- Records for the task
§ §
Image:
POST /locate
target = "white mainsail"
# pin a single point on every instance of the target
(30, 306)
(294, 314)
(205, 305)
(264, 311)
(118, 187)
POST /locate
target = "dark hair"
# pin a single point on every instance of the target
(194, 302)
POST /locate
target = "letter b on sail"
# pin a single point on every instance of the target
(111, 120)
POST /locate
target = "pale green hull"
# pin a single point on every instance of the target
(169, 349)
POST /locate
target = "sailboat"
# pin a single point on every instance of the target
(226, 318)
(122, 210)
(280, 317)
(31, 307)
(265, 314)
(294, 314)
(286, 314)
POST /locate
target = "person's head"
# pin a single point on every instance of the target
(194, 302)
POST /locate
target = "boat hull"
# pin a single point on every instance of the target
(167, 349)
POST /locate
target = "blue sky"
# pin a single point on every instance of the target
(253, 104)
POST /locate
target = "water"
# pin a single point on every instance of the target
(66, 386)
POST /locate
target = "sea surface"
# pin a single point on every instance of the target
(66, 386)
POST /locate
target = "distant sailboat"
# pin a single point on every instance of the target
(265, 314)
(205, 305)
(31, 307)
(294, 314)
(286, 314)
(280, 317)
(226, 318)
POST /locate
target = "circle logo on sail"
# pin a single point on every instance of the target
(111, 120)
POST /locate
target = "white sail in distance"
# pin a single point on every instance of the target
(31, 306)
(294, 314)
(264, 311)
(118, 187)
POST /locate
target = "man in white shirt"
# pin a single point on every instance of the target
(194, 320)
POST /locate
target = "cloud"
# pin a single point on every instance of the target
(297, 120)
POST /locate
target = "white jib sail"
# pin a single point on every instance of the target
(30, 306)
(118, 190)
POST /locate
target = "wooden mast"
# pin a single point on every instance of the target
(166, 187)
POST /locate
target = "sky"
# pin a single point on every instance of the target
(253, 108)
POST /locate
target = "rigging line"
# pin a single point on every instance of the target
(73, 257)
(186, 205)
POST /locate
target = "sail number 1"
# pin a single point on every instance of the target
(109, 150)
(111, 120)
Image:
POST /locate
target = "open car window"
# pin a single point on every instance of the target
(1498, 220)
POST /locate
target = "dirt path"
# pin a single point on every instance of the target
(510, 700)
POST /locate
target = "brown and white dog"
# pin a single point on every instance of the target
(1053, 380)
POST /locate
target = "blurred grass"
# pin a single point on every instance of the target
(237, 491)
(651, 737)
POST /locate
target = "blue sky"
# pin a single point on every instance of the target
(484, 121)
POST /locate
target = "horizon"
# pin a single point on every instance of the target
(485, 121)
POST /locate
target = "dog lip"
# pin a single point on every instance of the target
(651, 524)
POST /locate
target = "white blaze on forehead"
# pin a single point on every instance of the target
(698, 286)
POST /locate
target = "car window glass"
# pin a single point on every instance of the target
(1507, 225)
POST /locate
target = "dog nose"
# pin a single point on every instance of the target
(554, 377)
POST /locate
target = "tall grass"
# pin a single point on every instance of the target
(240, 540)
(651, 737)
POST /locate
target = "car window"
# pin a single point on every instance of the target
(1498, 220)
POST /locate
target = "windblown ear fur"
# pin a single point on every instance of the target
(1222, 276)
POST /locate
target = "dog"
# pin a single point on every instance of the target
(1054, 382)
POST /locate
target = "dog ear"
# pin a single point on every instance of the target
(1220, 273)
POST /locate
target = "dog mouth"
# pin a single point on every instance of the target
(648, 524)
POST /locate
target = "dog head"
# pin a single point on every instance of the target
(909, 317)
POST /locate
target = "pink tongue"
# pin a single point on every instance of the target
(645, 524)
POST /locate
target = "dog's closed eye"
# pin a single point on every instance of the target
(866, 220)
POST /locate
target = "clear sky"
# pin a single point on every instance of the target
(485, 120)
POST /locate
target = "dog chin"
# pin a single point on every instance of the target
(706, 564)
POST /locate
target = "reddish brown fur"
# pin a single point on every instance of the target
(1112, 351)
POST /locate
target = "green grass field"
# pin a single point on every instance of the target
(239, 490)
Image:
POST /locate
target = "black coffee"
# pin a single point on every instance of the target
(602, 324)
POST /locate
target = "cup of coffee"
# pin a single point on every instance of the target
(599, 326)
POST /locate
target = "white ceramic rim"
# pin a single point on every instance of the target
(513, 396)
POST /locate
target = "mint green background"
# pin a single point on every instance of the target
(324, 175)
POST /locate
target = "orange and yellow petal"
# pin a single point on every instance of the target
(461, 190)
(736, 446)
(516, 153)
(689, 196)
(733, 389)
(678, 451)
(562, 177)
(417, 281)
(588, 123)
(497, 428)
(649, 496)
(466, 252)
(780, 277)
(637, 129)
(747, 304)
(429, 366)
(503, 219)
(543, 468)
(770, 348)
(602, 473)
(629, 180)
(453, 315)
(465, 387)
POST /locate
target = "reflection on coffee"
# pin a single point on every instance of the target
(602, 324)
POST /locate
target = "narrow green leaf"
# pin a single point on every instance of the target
§ §
- Task description
Repeat all the entries exactly as given.

- Answer to the task
Image:
POST /locate
target = "white mainsail"
# pin a single point on every instance of the target
(30, 306)
(294, 314)
(205, 305)
(264, 311)
(118, 187)
POST /locate
target = "dark hair"
# pin a single point on every instance of the target
(194, 302)
POST /locate
target = "letter b on sail"
# pin a single point on every instance of the target
(111, 120)
POST /locate
target = "pale green hull"
# pin a single point on every instance of the target
(169, 349)
POST /locate
target = "sailboat"
# pin a single point on every instance of the target
(226, 318)
(122, 210)
(280, 317)
(31, 307)
(265, 314)
(294, 314)
(286, 314)
POST /locate
target = "person's head"
# pin a single point on every instance of the target
(194, 302)
POST /locate
target = "boat hull"
# pin a single point on every instance of the target
(167, 349)
POST /locate
target = "blue sky"
# pin a single point on every instance of the target
(253, 104)
POST /locate
target = "water"
# pin a single point on every instance of the target
(66, 386)
POST /locate
target = "sea surface"
# pin a single point on every instance of the target
(66, 386)
POST /locate
target = "distant sailboat"
# pin a single point on every instance of the target
(265, 314)
(205, 305)
(31, 307)
(294, 314)
(286, 314)
(280, 317)
(226, 318)
POST /locate
target = "circle logo on sail"
# pin a single point on every instance of the target
(111, 120)
POST /locate
target = "white sail in distance"
# pin a single point on every instance of the target
(31, 306)
(294, 314)
(264, 311)
(118, 187)
POST /locate
target = "man in white shirt"
# pin a single point on every instance of the target
(194, 320)
POST /locate
target = "cloud"
# pin a single point on every instance of the target
(297, 120)
POST /locate
target = "white jib sail"
# pin a single point on every instance of the target
(30, 306)
(118, 190)
POST /locate
target = "wooden mast"
# pin a single point on every instance of the target
(166, 187)
POST /locate
target = "sky"
# pin a single point on every instance of the target
(253, 108)
POST /locate
target = "rigging line"
# pin a single point on every instance of the target
(73, 257)
(186, 205)
POST /locate
target = "sail number 1"
# pin a single point on every instance of the target
(109, 150)
(111, 120)
Image:
POST /locate
target = "open car window"
# pin a single point on every instance of the target
(1498, 220)
POST /locate
target = "dirt path"
# pin a single point on every instance of the target
(510, 700)
POST /locate
target = "brown and white dog"
# pin a single point on every instance of the target
(1053, 380)
POST /locate
target = "blurred grass"
# pin a single point on every instance of the target
(237, 491)
(651, 737)
POST /locate
target = "blue sky"
# pin a single point on every instance of the target
(484, 121)
POST /locate
target = "horizon"
# pin a single point on every instance of the target
(485, 121)
POST /locate
target = "dog lip"
# pin a single point on every instance of the target
(651, 524)
POST /locate
target = "white blaze on forehead"
# pin a single point on every instance of the target
(698, 286)
POST /locate
target = "car window glass"
# pin a single point on every instance of the target
(1507, 225)
POST /locate
target = "dog nose"
# pin a single point on every instance of the target
(554, 377)
POST /locate
target = "tall grass"
# pin a single point on every instance of the target
(240, 540)
(651, 737)
POST /locate
target = "car window"
# pin a single point on every instance of the target
(1498, 220)
POST /locate
target = "windblown ear fur"
# pin a single point on every instance of the target
(1222, 276)
POST /locate
target = "dog"
# pin a single point on every instance of the target
(1054, 382)
POST /locate
target = "dog ear"
# pin a single point on every instance of the target
(1220, 273)
POST /locate
target = "dog mouth"
# pin a single point on every instance of the target
(648, 524)
POST /locate
target = "dog head"
# pin a single point on every instance of the target
(909, 317)
POST /locate
target = "pink tongue"
# pin a single point on every instance of the target
(645, 524)
POST /locate
target = "dog's closed eye"
# pin a single point on every instance of the target
(866, 220)
POST /locate
target = "clear sky"
# pin a single point on every instance of the target
(485, 120)
POST /locate
target = "dog chin"
# pin a single point on every instance of the target
(706, 564)
POST /locate
target = "reddish brown fur"
# pin a single point on every instance of the target
(1112, 351)
POST /locate
target = "green grass field"
# pin a single point on every instance of the target
(239, 490)
Image:
POST /locate
target = "black coffee"
# pin a single point on every instance of the target
(602, 324)
POST /locate
target = "cup of coffee"
# pin a single point on every instance of the target
(599, 326)
POST /locate
target = "white ceramic rim"
# pin a single point on every instance of the target
(513, 396)
POST /locate
target = "mint green background"
# pin a single point on every instance of the target
(324, 175)
POST /locate
target = "orange and yellow petal"
# pin a single point on every instance of the target
(461, 190)
(736, 446)
(516, 153)
(689, 196)
(733, 389)
(678, 451)
(562, 177)
(417, 281)
(588, 123)
(497, 428)
(649, 496)
(466, 252)
(780, 277)
(637, 129)
(747, 304)
(429, 366)
(503, 219)
(543, 468)
(770, 348)
(602, 473)
(629, 180)
(453, 315)
(465, 387)
POST /locate
target = "reflection on coffee"
# pin a single point on every instance of the target
(602, 324)
POST /locate
target = "narrow green leaf"
# pin a single point on every instance of the target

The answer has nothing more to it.